-- Begin THE INPUT --

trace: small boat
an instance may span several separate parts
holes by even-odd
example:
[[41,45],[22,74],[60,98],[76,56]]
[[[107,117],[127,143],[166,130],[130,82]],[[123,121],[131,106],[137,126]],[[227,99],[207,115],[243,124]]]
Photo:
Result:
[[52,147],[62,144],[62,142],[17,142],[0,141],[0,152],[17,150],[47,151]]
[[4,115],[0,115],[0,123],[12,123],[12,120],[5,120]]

-- End THE INPUT --

## [DIRECTION]
Convert the records above into a JSON list of strings, with one string for each line and no entries for blank lines.

## [RESULT OF THE TASK]
[
  "trace: small boat",
  "an instance may span several separate parts",
  "holes by even-odd",
  "example:",
  "[[41,45],[22,74],[60,98],[76,56]]",
  "[[[107,117],[127,143],[166,130],[130,82]],[[123,121],[131,106],[137,126]],[[227,99],[207,115],[243,124]]]",
  "Photo:",
  "Result:",
  "[[52,147],[62,144],[62,142],[17,142],[0,141],[0,152],[17,150],[47,151]]",
  "[[4,115],[0,115],[0,123],[12,123],[12,120],[5,120]]"
]